__TASK__. In the records below, locate the line containing "to the rock", then extract it and all following lines exactly, ending with the last line.

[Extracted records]

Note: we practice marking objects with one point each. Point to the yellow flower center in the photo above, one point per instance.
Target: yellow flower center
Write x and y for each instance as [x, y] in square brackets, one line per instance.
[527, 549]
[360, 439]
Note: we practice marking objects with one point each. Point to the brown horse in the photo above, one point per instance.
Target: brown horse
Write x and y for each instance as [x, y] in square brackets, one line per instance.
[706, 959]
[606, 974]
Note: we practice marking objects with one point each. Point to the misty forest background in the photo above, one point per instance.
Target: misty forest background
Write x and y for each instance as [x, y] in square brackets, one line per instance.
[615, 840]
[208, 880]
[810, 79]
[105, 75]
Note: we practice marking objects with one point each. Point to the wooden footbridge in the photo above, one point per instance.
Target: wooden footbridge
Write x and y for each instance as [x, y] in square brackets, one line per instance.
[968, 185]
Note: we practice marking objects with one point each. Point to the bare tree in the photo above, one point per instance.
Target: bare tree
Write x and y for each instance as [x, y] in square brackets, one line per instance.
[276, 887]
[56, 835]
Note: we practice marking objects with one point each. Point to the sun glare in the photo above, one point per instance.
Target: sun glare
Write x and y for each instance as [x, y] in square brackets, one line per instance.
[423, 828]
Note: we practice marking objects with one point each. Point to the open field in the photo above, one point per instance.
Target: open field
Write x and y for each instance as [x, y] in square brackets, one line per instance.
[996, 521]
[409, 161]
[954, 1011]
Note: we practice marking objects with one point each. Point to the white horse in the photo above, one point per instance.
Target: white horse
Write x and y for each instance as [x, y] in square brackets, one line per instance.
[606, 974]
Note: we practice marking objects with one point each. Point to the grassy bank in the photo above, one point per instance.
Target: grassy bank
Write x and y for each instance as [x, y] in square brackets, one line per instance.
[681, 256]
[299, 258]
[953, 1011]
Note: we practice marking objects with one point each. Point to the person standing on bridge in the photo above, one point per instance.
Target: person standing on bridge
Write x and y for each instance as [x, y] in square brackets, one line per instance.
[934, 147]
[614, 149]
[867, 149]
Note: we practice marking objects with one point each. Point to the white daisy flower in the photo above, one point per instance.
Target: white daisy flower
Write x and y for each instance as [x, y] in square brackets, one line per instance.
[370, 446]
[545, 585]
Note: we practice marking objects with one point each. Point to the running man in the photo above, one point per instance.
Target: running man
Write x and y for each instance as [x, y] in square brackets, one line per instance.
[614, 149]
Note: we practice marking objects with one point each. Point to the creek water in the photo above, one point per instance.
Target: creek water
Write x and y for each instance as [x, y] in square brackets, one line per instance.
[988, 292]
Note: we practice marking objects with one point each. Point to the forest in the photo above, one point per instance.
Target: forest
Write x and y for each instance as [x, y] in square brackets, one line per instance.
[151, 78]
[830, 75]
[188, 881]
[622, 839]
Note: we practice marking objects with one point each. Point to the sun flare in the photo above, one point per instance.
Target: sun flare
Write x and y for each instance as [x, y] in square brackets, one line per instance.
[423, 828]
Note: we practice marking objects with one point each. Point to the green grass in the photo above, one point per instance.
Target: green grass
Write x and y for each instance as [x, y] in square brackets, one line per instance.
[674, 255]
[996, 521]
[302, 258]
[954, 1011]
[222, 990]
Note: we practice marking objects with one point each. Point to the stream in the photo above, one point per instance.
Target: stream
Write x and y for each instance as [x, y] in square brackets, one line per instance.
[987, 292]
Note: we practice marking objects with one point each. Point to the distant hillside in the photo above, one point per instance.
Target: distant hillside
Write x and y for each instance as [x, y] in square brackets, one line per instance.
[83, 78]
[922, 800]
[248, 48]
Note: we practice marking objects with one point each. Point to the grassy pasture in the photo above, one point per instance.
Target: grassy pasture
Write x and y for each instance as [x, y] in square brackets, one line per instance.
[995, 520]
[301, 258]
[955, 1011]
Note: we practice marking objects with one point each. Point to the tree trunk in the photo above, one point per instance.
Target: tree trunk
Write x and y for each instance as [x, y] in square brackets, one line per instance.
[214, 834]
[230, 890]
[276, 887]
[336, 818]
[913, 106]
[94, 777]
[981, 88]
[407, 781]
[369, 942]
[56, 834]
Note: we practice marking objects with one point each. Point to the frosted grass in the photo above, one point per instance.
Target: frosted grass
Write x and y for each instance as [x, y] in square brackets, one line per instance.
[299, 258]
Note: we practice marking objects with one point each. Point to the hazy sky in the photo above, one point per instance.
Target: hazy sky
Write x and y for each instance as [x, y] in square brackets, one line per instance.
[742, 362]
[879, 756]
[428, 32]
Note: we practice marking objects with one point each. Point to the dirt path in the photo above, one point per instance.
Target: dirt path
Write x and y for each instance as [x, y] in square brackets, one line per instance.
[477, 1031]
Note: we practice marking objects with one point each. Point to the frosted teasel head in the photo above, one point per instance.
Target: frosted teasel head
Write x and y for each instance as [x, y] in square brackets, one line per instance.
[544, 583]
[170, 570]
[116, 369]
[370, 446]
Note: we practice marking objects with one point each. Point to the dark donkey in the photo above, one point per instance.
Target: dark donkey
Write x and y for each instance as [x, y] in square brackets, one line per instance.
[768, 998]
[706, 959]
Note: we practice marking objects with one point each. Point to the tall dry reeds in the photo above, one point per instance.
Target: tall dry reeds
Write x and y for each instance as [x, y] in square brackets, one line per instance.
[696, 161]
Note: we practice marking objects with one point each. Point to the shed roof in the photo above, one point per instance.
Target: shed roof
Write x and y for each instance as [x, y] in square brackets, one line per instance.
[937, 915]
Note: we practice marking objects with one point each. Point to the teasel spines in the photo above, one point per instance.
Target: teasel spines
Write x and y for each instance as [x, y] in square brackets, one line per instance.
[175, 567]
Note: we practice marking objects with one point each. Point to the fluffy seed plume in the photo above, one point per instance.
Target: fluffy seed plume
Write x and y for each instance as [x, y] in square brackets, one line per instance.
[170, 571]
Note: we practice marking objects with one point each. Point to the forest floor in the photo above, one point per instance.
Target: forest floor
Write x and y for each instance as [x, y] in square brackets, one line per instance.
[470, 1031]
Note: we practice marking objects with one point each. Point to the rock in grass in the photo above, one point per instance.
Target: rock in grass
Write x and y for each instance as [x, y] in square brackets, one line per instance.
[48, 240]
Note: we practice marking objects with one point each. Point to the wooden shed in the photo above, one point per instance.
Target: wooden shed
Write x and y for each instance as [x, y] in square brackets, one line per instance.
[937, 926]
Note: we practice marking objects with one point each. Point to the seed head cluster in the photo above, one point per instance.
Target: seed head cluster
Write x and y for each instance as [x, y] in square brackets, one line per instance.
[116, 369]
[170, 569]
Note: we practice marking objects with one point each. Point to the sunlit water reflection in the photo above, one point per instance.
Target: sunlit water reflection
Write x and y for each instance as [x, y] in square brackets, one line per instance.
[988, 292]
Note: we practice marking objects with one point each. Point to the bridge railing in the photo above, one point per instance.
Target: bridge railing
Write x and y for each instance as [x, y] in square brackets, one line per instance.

__RIGHT ANSWER__.
Note: we practice marking objects with one point each. Point to the rock in grass in the photo above, one point per instance.
Target: rock in grass
Write x and y for each instance as [x, y] in square brackets, one line per instance.
[48, 240]
Note: we practice marking objects with one point each. Point to the wooden shed in the photo above, one point per instance.
Target: wooden shed
Write x and y for each instance as [x, y] in square brackets, one line per instance.
[937, 926]
Note: we practice marking objects with one point each. Point to the seed head cluster in the photo above, one point per instance.
Target: seed head cluster
Write x and y for each instance as [x, y] in square brackets, one line per instance.
[116, 369]
[170, 569]
Note: we practice marking objects with one point each. Point to the sunlit water reflection in the photo above, one point per instance.
Target: sunlit water reflection
Write x and y for each instance as [x, y] in square brackets, one line per instance.
[988, 292]
Note: we practice marking objects with one point each. Point to the bridge railing in the photo above, one point per instance.
Target: bridge railing
Write x and y for each instance as [x, y] in square brackets, one line per instance.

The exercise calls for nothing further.